Requirement:
Only an exact copy of every record counts as an answer.

== == ==

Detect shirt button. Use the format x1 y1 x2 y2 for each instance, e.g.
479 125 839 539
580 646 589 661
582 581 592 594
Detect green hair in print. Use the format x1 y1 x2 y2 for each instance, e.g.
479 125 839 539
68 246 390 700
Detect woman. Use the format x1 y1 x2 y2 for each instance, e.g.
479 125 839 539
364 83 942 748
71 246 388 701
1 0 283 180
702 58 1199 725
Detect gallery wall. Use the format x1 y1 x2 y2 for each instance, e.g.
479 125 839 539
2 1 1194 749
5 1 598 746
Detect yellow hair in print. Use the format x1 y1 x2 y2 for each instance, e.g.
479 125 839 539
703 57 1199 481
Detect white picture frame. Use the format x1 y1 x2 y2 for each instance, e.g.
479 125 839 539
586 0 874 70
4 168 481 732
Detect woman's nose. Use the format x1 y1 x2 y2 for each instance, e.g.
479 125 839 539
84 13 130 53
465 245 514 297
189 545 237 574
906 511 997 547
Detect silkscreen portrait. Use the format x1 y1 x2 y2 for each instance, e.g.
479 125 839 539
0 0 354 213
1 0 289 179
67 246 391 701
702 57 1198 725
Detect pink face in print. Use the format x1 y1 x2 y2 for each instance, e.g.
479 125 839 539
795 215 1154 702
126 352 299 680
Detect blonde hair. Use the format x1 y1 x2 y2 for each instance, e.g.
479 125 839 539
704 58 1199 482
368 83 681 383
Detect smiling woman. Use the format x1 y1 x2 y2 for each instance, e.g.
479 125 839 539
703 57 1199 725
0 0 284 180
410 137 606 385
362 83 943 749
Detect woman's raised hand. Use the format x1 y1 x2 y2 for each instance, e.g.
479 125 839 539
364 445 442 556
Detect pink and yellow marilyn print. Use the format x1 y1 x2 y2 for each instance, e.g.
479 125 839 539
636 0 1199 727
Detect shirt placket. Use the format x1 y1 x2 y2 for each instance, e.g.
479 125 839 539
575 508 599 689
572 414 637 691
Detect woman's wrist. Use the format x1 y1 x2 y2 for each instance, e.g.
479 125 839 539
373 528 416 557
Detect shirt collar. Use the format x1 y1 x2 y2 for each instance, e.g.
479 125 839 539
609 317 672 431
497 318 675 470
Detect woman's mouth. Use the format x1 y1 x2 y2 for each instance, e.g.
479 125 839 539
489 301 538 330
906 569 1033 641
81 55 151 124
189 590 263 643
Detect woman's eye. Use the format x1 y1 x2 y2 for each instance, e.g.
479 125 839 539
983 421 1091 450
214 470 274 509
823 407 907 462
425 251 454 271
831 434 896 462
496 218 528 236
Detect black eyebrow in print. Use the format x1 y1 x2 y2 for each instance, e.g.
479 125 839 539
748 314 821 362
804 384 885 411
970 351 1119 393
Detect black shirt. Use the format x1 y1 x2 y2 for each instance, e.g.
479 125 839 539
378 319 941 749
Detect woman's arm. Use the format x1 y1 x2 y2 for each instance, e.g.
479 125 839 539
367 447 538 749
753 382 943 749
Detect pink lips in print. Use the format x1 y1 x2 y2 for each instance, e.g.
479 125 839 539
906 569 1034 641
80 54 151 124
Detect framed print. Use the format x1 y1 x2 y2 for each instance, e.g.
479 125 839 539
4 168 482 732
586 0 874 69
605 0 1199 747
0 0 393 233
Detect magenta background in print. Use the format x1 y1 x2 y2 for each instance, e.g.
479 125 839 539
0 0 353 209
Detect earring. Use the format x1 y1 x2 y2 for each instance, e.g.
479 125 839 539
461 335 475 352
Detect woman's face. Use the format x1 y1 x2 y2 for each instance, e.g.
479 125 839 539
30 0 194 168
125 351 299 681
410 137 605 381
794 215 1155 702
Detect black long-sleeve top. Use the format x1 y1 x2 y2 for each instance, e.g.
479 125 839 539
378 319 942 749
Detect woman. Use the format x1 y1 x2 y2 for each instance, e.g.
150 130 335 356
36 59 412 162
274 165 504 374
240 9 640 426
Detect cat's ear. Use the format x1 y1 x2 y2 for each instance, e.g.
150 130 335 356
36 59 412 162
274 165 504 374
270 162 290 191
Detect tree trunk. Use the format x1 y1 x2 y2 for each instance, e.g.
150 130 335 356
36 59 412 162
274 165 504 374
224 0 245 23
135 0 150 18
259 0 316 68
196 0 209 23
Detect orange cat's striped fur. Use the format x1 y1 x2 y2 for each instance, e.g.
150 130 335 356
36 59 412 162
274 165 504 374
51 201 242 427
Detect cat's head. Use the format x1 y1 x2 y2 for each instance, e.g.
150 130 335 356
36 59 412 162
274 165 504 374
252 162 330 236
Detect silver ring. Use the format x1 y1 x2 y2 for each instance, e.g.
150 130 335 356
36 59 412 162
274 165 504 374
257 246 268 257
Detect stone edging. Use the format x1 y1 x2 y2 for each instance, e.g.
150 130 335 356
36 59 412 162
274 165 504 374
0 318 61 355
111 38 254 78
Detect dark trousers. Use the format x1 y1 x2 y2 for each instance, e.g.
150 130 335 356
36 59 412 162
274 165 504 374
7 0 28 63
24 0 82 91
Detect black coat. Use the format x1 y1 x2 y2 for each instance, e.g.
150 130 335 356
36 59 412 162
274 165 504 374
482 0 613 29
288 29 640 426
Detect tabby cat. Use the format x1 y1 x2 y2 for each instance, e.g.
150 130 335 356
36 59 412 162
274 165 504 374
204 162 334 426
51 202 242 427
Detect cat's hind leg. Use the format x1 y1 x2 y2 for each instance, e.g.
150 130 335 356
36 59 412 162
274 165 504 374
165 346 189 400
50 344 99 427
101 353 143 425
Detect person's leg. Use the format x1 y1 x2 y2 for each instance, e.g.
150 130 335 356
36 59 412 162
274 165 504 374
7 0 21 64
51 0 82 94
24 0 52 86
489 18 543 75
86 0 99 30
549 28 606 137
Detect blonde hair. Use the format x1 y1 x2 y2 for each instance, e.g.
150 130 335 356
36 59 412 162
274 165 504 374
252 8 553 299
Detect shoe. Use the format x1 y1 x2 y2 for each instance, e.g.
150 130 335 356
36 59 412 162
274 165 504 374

== == ==

Expected answer:
Detect shirt button. Use the format x1 y1 x2 y2 for each instance, e.g.
479 125 839 539
580 646 589 661
582 581 592 594
Detect green hair in print. Use the format x1 y1 x2 y2 for each instance, e.g.
479 125 839 539
68 246 390 700
Detect woman. Use the format x1 y1 x2 y2 for each instance, e.g.
479 125 839 539
364 83 942 748
71 246 388 701
1 0 283 180
702 58 1199 725
Detect gallery wall. Use the format x1 y1 x2 y2 for each instance, e.g.
479 125 839 539
2 1 1194 749
5 1 598 746
Detect yellow hair in print. Use the format x1 y1 x2 y2 for each instance, e.g.
479 125 839 539
703 57 1199 481
Detect white picture frame. Use the format x1 y1 x2 y2 for each instance, e.g.
479 125 839 539
586 0 874 70
4 168 481 732
Detect woman's nose. Use the format x1 y1 x2 y2 for each instance, e.g.
479 125 839 539
84 13 130 53
465 245 514 297
189 545 237 574
906 511 997 547
Detect silkscreen portrait. Use the format x1 y1 x2 y2 for each instance, e.g.
479 125 839 539
0 0 354 213
1 0 289 179
67 246 391 701
702 57 1198 725
Detect pink face in print. Use the format x1 y1 x2 y2 for each instance, e.g.
479 125 839 539
795 215 1154 702
126 352 299 680
Detect blonde hair. Use the format x1 y1 x2 y2 for each instance, e.g.
479 125 839 539
704 58 1199 482
368 83 681 383
Detect smiling woman. Use the format x1 y1 x2 y2 for each instance, e.g.
479 125 839 539
703 57 1199 725
0 0 284 180
410 137 606 385
362 83 943 749
Detect woman's raised hand. Use the format x1 y1 x2 y2 for each instance, e.g.
479 125 839 539
364 445 442 556
Detect pink and yellow marilyn print. Use the format x1 y1 x2 y2 for each instance, e.g.
479 125 839 539
636 0 1199 727
Detect shirt placket. Use the format x1 y1 x2 y2 for each instance, e.g.
479 125 839 539
575 508 599 689
572 414 637 691
Detect woman's wrist. Use the format x1 y1 x2 y2 for each instance, e.g.
479 125 839 539
373 528 416 557
Detect shirt collar. Use the format x1 y1 x2 y2 for each instance, e.g.
479 125 839 539
609 317 672 431
497 318 675 470
Detect woman's mouth. Use the format x1 y1 x2 y2 for each instance, e.g.
479 125 839 539
489 301 538 330
906 569 1033 641
81 55 151 124
189 590 263 643
Detect woman's eye. Use the format x1 y1 x2 y2 for each instance, e.g.
479 125 839 539
983 421 1091 450
214 470 274 509
823 407 907 462
425 251 454 271
831 434 896 462
496 218 528 236
Detect black eyebrow in print. Use the format x1 y1 x2 y2 for each instance, e.g.
479 125 839 539
748 314 821 362
804 384 885 411
970 351 1119 393
Detect black shirt. Use the format x1 y1 x2 y2 for each instance, e.g.
479 125 839 539
378 319 941 749
Detect woman's arm. Use the format x1 y1 x2 y2 for each instance, e.g.
479 125 839 539
367 447 538 749
753 382 943 749
Detect pink lips in print. Use the format x1 y1 x2 y2 for each instance, e.g.
479 125 839 539
906 569 1034 641
80 54 151 124
Detect framed print. Use the format x1 y1 x2 y2 for each instance, e.g.
479 125 839 539
4 168 482 732
586 0 874 69
605 0 1199 747
0 0 393 233
Detect magenta background in print. Use the format x1 y1 x2 y2 for each instance, e.g.
479 125 839 539
0 0 353 209
Detect earring. Use the format x1 y1 x2 y2 for each instance, e.g.
479 125 839 539
461 335 475 352
Detect woman's face. Use the format x1 y1 x2 y2 for each instance, e.g.
479 125 839 539
30 0 194 168
125 351 299 681
410 137 605 381
794 215 1155 702
Detect black long-sleeve top. Use the format x1 y1 x2 y2 for each instance, e.g.
479 125 839 539
378 319 942 749
Detect woman. Use the format x1 y1 x2 y2 for each instance, e.g.
150 130 335 356
36 59 412 162
274 165 504 374
240 9 640 426
Detect cat's ear. Use the format x1 y1 x2 y2 for each instance, e.g.
150 130 335 356
36 59 412 162
274 165 504 374
270 162 290 191
Detect tree trunk. Use the format x1 y1 x2 y2 for each instance, e.g.
150 130 335 356
36 59 412 162
274 165 504 374
224 0 245 23
135 0 150 18
259 0 316 68
196 0 209 23
Detect orange cat's striped fur. Use the format x1 y1 x2 y2 for each instance, e.g.
150 130 335 356
36 59 412 162
274 165 504 374
51 201 242 427
Detect cat's head. Use the format x1 y1 x2 y2 for each instance, e.g.
150 130 335 356
36 59 412 162
274 165 504 374
252 162 330 236
Detect silver ring. Use the format x1 y1 x2 y2 for each instance, e.g.
150 130 335 356
36 59 412 162
274 165 504 374
257 246 268 257
Detect stone edging. Use the format x1 y1 x2 y2 for each instance, e.g.
150 130 335 356
36 59 412 162
274 165 504 374
0 318 61 355
111 38 254 78
Detect dark trousers. Use the format x1 y1 x2 y2 for each instance, e.g.
150 130 335 356
36 59 412 162
274 165 504 374
7 0 28 63
24 0 82 91
Detect black coat. Use the format x1 y1 x2 y2 for each instance, e.g.
150 130 335 356
36 59 412 162
274 165 504 374
482 0 613 29
288 29 640 426
Detect tabby cat. Use the format x1 y1 x2 y2 for each instance, e.g.
150 130 335 356
36 59 412 162
274 165 504 374
204 162 334 426
51 202 242 427
Detect cat's hind leg. Use the format x1 y1 x2 y2 for each instance, e.g.
150 130 335 356
36 59 412 162
274 165 504 374
165 346 189 400
50 344 99 427
101 353 143 425
Detect person's leg. Use the format x1 y1 x2 y2 for each instance, e.g.
150 130 335 356
36 59 412 162
274 165 504 374
7 0 21 64
51 0 82 94
24 0 52 86
489 18 543 75
86 0 99 30
549 28 606 137
Detect blonde hair. Use the format x1 y1 x2 y2 for each instance, e.g.
150 130 335 356
36 59 412 162
274 165 504 374
252 8 553 299
Detect shoe. Use the format x1 y1 x2 y2 for each instance, e.g.
150 130 335 356
36 59 412 162
274 165 504 374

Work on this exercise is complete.